■ Brief A ■
List every accomplishment the powerlift training text credits to Fred Hatfield.
■ Brief B ■
Answer each question from the powerlift training text.
(i) What is the title of Fred Hatfield's new book?
(ii) For how many years has the writer been saying much the same thing in the magazine?
(iii) Which article from last month's issue does the writer ask everyone to read again?

Saturday, November 2, 2019

Ken Leistner on Powerlift Training (1982)

Doc Ken helps Jay Rosciglione mentally prep for an attempt.  


YES!




In last month's PLUSA there appeared an excerpted piece from Dr. Fred Hatfield's new book, Power Training, sure to be a classic. 

Most readers know a bit about Fred's background, his outstanding acccomplisments as a gymnast, physique man, Olympic lifter, powerlifter, and his PhD . . . truly an innovative and intelligent gentleman. 

Besides encouraging everyone to buy his book, which I'm sure will be phenomenal, I'd like everyone to again read his article "Heavy Training" from last month's issue.  

Here:
http://ditillo2.blogspot.com/2015/04/heavy-training-fred-hatfield-1982.html

As so many people pointed out, via letters and phone calls, Fred has said very much what I have been saying in this magazine for the last four years. Fred certainly has a stronger theoretical background than I do, but some  of his points are so clearly self evident truth that brief amplification will show the the light to some of you who have been floundering.

One of the most important things re: training, especially for competition, is the realization of genetic/hereditary limitations. The bottom line that most of us are never going to be truly great, in comparison to all the other guys out there. Hey, that's how it is, and because of this we can't look to the routines of the greats or name lifters and go through the same motions.

■ Stored data ■
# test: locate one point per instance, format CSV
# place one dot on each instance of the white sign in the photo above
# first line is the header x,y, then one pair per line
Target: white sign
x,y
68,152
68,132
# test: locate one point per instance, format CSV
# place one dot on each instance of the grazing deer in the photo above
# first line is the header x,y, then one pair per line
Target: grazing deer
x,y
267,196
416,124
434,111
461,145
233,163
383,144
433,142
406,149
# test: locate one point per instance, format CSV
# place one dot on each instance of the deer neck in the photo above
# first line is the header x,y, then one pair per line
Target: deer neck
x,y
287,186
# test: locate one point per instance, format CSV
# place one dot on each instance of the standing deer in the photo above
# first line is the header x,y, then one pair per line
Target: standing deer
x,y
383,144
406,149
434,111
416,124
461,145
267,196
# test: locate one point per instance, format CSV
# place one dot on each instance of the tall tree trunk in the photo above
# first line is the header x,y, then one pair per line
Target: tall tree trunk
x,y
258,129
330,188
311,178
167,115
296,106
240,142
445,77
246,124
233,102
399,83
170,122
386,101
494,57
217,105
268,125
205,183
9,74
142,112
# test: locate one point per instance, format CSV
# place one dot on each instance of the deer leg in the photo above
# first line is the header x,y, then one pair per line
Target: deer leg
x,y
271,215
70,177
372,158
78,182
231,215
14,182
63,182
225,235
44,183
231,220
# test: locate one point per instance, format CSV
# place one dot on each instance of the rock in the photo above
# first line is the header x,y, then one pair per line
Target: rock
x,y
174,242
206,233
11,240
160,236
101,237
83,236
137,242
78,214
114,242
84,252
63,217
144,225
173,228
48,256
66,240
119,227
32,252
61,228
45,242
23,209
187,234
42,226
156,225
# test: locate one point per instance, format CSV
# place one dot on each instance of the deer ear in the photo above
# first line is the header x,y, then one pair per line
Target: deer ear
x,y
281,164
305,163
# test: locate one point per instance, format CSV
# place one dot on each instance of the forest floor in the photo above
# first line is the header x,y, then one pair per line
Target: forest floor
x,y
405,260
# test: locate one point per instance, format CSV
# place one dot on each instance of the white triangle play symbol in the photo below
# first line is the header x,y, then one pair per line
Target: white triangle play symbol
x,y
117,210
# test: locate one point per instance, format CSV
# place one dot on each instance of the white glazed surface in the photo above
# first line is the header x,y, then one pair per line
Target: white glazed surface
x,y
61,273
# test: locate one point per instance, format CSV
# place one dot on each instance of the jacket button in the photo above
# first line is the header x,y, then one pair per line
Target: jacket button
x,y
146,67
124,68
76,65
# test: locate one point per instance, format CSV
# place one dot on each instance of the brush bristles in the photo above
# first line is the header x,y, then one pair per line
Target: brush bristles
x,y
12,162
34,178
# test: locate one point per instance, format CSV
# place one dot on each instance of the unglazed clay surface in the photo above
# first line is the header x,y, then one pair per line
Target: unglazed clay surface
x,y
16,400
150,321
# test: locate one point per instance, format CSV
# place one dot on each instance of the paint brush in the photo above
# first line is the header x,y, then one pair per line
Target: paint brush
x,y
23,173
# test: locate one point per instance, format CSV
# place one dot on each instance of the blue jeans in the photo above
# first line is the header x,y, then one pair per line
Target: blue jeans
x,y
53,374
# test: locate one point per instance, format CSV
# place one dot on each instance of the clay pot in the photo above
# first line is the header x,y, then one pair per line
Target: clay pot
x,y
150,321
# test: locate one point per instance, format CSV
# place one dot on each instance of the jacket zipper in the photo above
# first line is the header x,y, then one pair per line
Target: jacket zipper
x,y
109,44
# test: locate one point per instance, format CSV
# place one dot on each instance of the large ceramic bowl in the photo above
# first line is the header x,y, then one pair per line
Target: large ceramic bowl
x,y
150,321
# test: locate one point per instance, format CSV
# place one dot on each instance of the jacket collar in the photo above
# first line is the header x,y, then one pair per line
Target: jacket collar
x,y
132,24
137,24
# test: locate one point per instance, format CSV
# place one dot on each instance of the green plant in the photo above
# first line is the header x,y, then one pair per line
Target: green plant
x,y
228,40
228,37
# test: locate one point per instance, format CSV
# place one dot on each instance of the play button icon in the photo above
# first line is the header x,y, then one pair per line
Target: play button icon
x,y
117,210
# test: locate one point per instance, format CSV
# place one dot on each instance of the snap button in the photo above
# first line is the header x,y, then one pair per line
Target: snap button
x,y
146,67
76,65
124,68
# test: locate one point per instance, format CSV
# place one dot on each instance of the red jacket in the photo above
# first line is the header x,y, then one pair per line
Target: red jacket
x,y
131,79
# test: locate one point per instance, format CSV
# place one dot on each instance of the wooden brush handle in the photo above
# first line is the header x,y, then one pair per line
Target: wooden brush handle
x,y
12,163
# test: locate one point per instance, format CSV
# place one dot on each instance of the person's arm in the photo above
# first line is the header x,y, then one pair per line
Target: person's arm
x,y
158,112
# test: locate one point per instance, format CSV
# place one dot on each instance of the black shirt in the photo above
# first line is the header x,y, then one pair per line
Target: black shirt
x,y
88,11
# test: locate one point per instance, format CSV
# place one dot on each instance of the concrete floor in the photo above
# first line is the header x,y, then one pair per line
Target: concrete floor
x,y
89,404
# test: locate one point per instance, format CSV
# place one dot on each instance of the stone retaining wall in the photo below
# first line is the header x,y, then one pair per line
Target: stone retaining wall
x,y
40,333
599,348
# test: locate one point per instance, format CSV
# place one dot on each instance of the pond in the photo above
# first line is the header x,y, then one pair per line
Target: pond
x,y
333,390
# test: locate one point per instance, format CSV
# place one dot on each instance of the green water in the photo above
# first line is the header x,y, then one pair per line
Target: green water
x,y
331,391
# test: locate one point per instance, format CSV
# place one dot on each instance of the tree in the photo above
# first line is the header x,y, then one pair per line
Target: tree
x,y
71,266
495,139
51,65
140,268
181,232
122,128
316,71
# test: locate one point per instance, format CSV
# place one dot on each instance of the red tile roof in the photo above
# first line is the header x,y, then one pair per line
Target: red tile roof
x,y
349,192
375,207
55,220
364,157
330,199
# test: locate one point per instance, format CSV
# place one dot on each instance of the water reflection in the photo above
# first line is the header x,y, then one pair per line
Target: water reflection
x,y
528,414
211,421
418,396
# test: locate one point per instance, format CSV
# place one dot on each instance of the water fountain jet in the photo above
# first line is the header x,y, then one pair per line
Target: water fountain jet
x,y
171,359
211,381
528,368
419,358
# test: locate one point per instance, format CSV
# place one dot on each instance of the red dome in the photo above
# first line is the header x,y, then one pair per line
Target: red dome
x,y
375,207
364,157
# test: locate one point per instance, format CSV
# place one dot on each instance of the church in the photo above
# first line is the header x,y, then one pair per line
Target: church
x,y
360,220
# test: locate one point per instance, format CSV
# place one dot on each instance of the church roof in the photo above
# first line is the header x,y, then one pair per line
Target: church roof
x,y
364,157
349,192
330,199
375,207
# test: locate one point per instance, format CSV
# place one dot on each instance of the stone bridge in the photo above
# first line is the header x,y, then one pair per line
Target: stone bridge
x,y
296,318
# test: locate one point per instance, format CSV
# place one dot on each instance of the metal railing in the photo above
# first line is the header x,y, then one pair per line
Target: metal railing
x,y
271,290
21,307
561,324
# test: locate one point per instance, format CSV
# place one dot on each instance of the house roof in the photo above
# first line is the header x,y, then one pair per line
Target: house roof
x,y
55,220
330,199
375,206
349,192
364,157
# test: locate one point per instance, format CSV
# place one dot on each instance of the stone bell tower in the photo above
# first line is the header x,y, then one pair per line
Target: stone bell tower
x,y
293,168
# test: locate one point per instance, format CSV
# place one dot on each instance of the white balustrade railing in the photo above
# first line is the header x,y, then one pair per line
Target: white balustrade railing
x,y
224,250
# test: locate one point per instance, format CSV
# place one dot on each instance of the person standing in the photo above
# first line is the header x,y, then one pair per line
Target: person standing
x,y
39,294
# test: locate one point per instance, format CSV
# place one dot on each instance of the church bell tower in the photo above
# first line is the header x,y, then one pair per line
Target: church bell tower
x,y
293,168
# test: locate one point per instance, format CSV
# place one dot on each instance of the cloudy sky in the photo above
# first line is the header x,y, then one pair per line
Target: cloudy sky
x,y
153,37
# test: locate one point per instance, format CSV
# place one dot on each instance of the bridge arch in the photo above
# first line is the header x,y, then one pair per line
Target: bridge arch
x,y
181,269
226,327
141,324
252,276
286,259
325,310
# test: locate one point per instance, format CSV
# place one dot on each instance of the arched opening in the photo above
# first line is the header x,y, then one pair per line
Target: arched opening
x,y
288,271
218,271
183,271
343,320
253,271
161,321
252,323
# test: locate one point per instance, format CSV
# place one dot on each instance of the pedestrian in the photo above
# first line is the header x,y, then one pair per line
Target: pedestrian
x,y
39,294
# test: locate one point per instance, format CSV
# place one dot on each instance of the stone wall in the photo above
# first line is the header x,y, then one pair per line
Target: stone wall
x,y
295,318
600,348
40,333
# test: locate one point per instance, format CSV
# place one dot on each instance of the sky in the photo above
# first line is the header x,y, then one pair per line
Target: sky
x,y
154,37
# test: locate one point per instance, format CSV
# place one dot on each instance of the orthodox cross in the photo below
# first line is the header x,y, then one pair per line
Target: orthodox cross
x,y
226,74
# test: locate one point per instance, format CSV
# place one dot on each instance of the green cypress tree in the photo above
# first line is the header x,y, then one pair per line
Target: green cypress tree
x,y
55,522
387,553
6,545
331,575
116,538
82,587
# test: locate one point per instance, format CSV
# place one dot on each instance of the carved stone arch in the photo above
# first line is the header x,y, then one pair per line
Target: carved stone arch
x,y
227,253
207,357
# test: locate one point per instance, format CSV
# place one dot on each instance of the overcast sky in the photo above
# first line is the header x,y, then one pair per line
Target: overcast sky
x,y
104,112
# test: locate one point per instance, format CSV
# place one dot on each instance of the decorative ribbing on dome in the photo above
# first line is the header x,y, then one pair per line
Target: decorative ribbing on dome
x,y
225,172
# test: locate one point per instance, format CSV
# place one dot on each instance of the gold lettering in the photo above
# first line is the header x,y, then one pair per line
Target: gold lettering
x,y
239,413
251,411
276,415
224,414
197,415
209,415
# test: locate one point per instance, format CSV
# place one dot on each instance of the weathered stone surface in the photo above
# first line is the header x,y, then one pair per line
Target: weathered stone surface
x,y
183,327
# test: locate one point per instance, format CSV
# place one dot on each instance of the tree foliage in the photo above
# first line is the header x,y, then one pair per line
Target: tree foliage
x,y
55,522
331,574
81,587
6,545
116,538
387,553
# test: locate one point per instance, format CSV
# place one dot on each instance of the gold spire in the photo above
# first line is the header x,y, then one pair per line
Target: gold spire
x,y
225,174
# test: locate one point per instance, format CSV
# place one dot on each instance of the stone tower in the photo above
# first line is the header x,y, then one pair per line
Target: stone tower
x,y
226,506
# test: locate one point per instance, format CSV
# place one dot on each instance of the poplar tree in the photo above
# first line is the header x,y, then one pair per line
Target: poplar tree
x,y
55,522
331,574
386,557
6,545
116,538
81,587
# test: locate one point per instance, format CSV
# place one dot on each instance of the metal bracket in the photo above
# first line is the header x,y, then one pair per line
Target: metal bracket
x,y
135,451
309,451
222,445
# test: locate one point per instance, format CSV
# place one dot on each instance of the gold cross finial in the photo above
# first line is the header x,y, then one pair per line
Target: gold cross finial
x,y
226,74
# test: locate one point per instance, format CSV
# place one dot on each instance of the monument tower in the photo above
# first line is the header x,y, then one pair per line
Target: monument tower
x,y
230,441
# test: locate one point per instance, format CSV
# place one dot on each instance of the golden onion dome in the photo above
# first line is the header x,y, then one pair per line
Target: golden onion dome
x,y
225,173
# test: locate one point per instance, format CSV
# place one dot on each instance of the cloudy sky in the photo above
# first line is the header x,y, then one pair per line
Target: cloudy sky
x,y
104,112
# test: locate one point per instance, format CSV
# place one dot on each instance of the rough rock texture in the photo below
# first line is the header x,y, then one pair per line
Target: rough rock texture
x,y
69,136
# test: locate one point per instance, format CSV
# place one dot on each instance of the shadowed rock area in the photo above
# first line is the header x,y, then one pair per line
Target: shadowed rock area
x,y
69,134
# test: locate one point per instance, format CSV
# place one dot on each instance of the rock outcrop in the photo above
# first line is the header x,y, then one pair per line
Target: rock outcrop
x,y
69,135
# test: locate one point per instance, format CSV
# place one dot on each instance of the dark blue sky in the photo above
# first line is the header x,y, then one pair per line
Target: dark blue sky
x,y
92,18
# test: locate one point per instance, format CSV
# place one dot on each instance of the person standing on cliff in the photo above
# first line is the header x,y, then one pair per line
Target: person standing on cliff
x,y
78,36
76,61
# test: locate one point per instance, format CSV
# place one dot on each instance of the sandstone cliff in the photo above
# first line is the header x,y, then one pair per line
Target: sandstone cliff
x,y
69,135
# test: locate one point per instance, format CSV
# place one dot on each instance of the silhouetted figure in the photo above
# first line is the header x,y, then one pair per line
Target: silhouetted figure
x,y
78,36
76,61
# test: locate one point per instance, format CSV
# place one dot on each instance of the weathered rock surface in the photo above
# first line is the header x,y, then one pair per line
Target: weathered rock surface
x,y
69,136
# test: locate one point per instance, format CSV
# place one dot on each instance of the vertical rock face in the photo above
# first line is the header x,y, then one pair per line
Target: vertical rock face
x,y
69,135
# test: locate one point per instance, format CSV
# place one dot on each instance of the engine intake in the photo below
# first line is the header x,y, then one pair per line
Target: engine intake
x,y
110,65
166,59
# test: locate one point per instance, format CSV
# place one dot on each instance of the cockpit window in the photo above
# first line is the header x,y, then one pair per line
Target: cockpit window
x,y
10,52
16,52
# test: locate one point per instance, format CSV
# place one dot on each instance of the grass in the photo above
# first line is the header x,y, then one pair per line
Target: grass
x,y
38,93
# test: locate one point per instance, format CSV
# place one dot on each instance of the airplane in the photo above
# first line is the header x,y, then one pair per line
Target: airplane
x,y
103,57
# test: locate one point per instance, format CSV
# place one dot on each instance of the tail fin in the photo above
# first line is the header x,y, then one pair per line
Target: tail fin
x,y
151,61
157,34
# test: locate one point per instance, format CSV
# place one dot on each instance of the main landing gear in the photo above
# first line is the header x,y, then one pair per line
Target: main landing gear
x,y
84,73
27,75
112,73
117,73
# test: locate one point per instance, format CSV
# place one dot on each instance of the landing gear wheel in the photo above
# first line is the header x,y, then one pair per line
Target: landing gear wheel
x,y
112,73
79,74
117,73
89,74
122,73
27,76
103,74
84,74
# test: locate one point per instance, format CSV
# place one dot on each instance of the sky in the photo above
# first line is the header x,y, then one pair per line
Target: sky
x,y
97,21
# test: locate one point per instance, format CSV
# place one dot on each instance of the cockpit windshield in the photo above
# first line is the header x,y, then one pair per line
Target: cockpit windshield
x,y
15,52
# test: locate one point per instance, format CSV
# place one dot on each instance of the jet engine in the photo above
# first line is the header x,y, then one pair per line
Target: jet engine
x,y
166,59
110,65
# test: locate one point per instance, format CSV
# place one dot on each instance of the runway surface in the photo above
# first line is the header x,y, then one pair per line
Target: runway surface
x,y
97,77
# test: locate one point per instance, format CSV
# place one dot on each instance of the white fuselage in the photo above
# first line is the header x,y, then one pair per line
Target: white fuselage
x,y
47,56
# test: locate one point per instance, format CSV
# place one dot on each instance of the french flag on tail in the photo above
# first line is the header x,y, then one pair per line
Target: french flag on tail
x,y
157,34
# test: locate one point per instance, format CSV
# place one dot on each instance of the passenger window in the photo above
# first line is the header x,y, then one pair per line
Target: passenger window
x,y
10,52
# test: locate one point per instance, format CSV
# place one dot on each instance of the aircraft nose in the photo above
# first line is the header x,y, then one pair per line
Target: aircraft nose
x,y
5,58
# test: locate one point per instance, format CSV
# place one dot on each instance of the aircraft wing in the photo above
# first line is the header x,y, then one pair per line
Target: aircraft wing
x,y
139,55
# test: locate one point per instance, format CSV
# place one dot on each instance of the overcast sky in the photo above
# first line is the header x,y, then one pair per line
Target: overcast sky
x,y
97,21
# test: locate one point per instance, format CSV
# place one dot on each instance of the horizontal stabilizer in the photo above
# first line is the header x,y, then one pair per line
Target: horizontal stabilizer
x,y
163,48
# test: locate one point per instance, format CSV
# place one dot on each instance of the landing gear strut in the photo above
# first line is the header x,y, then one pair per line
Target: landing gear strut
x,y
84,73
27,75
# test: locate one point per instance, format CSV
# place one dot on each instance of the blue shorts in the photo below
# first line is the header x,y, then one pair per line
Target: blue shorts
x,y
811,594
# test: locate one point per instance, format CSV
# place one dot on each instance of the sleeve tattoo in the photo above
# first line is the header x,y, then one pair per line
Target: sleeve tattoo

■ Answer space A ■
gymnast, physique man, Olympic lifter, powerlifter, PhD

■ Answer space B ■
(i) Power Training
(ii) Four years
(iii) "Heavy Training"